• **Zu erledigen**
Führen Sie jede Zeile der folgenden Einträge vollständig auf, in der die Zeichenfolge "pavement" vorkommt.

(Einträge zur Punktannotation in Bildern)
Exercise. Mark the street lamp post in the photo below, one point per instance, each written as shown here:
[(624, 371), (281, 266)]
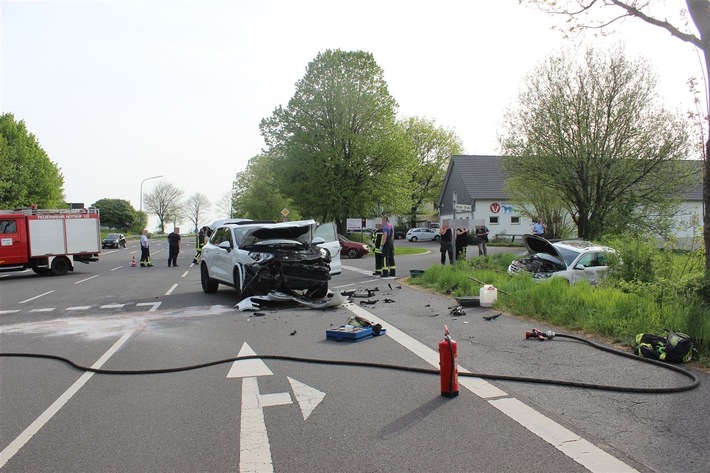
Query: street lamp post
[(146, 179)]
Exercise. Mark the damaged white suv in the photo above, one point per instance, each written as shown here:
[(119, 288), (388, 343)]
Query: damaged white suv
[(257, 258), (573, 260)]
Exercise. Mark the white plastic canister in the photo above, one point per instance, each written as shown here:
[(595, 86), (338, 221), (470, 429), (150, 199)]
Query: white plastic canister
[(488, 295)]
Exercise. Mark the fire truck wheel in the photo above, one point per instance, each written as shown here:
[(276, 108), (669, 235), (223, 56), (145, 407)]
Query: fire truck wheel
[(60, 266)]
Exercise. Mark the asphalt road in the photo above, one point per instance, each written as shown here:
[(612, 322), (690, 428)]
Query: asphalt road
[(292, 416)]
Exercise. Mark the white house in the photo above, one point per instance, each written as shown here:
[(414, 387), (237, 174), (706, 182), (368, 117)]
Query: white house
[(477, 181)]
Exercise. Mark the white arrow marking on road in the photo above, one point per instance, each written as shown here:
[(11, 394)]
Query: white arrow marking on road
[(308, 398), (254, 448), (248, 368)]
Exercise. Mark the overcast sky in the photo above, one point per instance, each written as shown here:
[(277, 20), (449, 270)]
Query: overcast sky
[(117, 91)]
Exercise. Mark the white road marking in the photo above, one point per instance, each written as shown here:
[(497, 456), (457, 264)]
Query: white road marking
[(248, 368), (35, 426), (254, 448), (154, 305), (83, 280), (308, 398), (581, 451), (36, 297)]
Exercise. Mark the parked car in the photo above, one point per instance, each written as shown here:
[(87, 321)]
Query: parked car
[(573, 260), (257, 258), (114, 240), (423, 234), (354, 249)]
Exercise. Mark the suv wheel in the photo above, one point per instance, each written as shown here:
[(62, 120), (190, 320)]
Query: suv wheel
[(209, 285)]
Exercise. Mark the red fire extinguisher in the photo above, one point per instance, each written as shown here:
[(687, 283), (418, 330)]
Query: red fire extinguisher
[(448, 365)]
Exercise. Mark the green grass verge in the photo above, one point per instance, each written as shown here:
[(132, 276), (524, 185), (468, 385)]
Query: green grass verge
[(605, 311)]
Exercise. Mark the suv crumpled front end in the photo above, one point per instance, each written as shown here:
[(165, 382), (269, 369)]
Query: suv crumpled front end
[(543, 259), (286, 268)]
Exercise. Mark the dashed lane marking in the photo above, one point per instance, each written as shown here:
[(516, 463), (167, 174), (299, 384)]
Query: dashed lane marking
[(84, 280), (36, 297)]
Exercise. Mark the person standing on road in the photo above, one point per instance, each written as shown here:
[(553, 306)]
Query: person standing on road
[(461, 243), (388, 268), (447, 243), (145, 250), (173, 247), (199, 243), (539, 228), (482, 239), (377, 236)]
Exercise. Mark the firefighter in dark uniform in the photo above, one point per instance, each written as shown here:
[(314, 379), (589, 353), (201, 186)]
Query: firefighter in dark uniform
[(199, 243), (388, 268), (376, 248)]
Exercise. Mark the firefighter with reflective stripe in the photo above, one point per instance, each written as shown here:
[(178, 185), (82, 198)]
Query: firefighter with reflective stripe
[(199, 243), (388, 268), (376, 248)]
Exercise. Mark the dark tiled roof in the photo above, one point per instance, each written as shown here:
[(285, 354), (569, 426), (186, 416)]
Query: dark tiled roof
[(482, 177)]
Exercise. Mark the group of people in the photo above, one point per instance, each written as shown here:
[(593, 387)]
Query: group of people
[(383, 247), (173, 247), (459, 243)]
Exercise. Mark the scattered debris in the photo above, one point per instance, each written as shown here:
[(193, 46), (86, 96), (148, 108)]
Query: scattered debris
[(457, 310), (333, 299), (452, 288)]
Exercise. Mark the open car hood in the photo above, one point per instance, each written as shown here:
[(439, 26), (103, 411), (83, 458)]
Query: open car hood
[(536, 244), (301, 231)]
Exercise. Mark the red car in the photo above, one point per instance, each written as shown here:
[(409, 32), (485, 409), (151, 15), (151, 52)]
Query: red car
[(354, 249)]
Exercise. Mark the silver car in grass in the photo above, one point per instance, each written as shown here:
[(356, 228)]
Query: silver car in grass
[(573, 260), (257, 258)]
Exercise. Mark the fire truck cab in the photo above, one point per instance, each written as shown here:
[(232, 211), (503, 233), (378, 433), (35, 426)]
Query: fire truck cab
[(48, 241)]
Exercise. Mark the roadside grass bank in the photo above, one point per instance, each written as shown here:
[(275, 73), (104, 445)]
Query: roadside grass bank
[(609, 310)]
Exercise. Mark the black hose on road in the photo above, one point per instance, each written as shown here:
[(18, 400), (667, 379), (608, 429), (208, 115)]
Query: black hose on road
[(629, 389)]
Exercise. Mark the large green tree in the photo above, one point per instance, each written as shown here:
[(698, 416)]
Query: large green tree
[(116, 213), (603, 15), (337, 146), (27, 175), (165, 202), (196, 207), (589, 132), (433, 148), (256, 194)]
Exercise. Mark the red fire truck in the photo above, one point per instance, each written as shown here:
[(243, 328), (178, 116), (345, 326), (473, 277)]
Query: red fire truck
[(48, 241)]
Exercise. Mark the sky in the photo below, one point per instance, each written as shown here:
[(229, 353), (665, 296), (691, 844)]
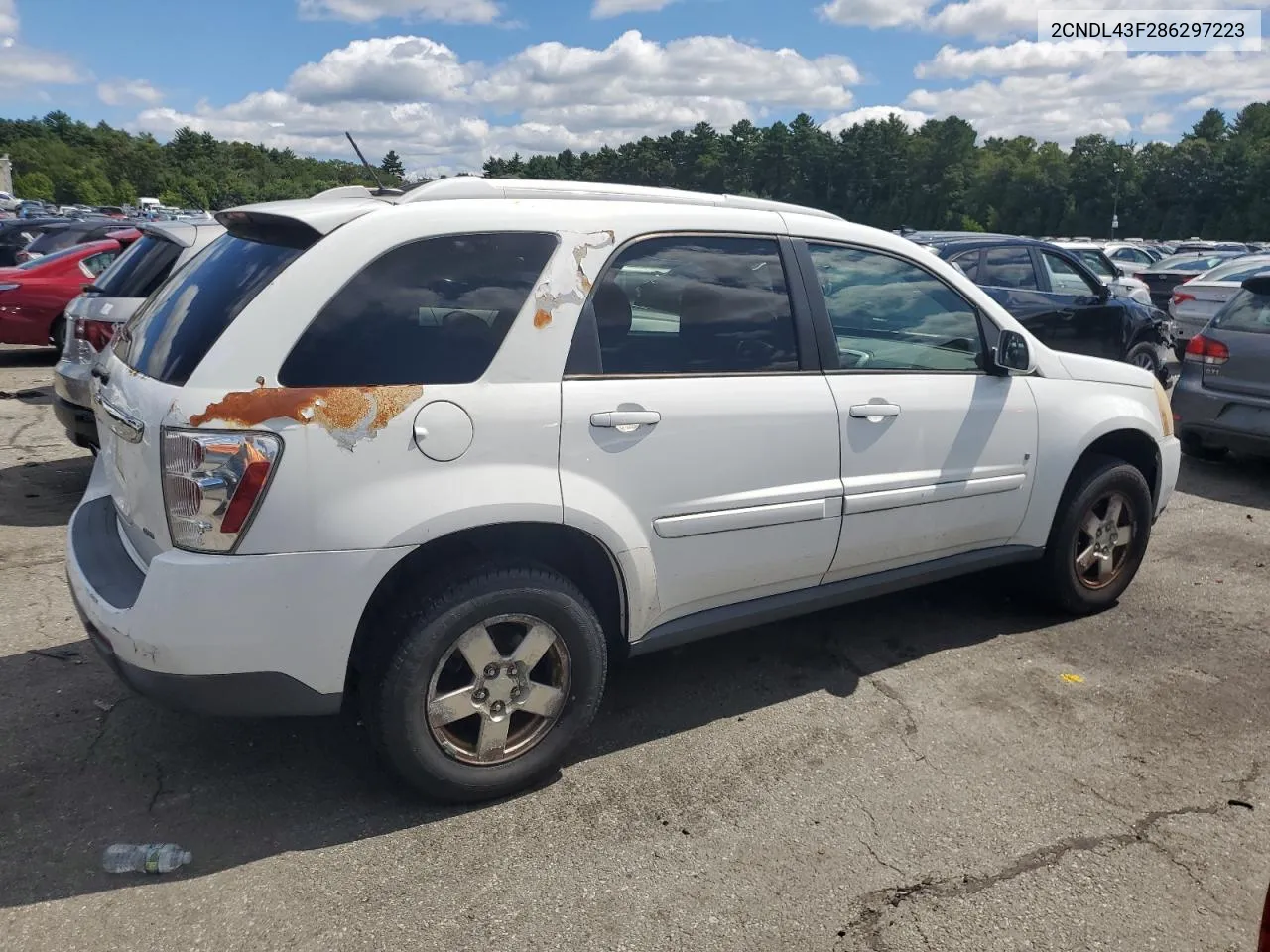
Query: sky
[(447, 82)]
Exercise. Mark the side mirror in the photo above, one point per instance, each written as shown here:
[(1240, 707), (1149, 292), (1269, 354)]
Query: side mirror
[(1012, 354)]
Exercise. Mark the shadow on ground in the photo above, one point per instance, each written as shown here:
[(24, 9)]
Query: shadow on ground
[(89, 765), (45, 493), (28, 357), (1238, 480)]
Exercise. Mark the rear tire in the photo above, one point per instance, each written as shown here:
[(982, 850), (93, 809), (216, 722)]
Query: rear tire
[(1148, 357), (1197, 449), (1098, 537), (465, 674)]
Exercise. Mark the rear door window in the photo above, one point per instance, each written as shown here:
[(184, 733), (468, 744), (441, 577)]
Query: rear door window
[(175, 329), (431, 311), (141, 270), (1007, 268), (1247, 312)]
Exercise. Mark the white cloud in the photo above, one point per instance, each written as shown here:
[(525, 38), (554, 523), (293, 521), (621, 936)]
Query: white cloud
[(1101, 96), (9, 22), (910, 117), (384, 68), (440, 112), (125, 91), (987, 19), (603, 9), (371, 10), (875, 13)]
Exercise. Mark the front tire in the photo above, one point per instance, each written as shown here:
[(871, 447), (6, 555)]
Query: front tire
[(489, 683), (1098, 537)]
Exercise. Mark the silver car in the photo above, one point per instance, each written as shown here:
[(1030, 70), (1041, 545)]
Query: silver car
[(1222, 399), (108, 302), (1197, 301)]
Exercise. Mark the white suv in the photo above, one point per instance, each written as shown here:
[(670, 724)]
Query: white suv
[(452, 452)]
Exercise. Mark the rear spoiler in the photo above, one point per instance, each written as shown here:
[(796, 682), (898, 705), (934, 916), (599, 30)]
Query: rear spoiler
[(299, 222)]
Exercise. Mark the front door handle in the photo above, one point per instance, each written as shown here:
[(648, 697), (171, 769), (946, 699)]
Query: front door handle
[(874, 413), (613, 419)]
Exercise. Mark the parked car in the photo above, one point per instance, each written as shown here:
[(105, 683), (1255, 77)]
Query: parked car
[(16, 234), (449, 453), (1118, 277), (111, 299), (1197, 301), (1167, 273), (1128, 257), (33, 295), (1061, 302), (1222, 399), (59, 238)]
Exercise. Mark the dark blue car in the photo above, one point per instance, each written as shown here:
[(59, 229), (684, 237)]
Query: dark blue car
[(1058, 298)]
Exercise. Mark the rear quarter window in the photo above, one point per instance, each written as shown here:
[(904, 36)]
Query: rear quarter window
[(176, 327), (1247, 312), (430, 311)]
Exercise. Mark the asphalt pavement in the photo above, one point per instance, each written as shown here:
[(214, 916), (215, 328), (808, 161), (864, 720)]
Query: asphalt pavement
[(943, 770)]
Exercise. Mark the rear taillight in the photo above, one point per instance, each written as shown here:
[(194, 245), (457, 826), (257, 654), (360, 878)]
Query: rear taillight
[(1206, 350), (212, 485), (96, 334)]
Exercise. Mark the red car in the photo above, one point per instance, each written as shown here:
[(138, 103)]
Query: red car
[(33, 296)]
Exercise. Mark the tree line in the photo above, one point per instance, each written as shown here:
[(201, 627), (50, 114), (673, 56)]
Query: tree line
[(1210, 182)]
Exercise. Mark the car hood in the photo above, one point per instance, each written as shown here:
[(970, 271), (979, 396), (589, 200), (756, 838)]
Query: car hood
[(95, 307), (1100, 371)]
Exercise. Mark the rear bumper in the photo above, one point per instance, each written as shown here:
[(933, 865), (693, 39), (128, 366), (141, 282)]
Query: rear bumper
[(1220, 419), (225, 635), (79, 421)]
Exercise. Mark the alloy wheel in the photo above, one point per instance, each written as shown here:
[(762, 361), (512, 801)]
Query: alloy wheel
[(498, 689), (1102, 542)]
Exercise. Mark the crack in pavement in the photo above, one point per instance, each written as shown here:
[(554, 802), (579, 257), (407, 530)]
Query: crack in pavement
[(867, 924), (100, 733)]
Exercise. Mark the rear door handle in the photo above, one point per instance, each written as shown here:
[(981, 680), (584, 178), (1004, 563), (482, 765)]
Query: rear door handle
[(611, 419), (874, 412)]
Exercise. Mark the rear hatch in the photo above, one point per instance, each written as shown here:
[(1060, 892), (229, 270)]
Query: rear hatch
[(148, 370), (1243, 329)]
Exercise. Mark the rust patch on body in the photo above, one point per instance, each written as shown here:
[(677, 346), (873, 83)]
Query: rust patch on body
[(349, 414)]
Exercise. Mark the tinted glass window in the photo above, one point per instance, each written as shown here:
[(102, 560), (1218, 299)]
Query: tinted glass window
[(889, 313), (141, 270), (1007, 268), (1237, 270), (697, 304), (95, 264), (175, 329), (1096, 262), (434, 311), (969, 263), (1064, 278), (1246, 312)]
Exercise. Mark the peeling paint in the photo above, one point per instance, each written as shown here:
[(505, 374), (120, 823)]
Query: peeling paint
[(566, 285), (349, 414)]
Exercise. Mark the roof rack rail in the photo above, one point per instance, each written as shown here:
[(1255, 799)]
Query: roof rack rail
[(472, 186)]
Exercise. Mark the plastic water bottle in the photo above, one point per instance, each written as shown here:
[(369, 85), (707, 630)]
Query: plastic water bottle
[(145, 857)]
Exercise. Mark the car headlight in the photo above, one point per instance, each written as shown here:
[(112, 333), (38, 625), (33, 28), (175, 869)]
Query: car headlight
[(1166, 411)]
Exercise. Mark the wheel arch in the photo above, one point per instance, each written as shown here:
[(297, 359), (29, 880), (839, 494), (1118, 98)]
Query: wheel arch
[(568, 549)]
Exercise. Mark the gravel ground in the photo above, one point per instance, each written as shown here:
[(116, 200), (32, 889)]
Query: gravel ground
[(945, 770)]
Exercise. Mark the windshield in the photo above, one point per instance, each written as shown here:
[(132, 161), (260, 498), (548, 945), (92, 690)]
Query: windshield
[(1189, 263), (141, 270), (176, 327), (1096, 262), (1237, 271), (73, 250)]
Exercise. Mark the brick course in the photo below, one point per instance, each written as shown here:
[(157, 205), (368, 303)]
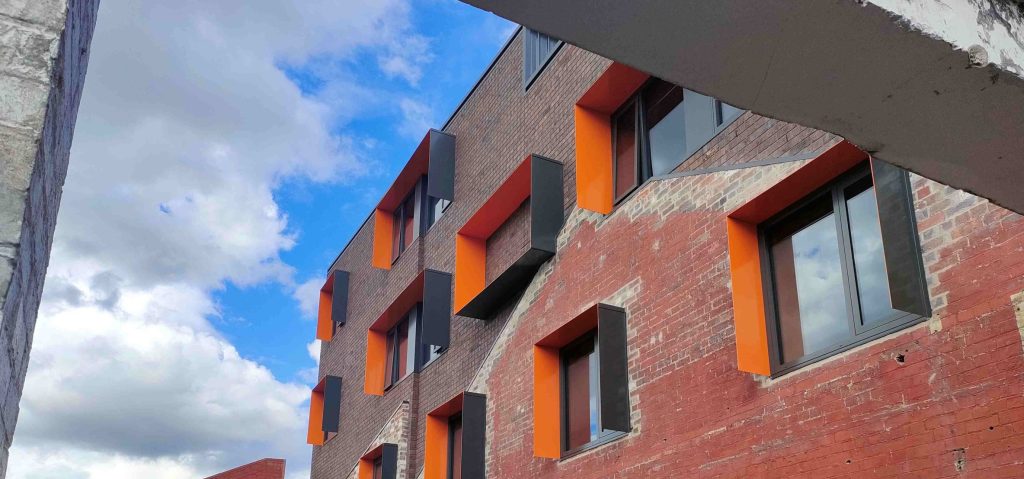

• **Ergebnis**
Exercise. Mark the asphalt pavement in the photo above, one point per instance, each written as shown here:
Query: asphalt pavement
Exercise. Mark the crack in pavement in the photo above, one point per instance, each written as shown here:
Query: crack in pavement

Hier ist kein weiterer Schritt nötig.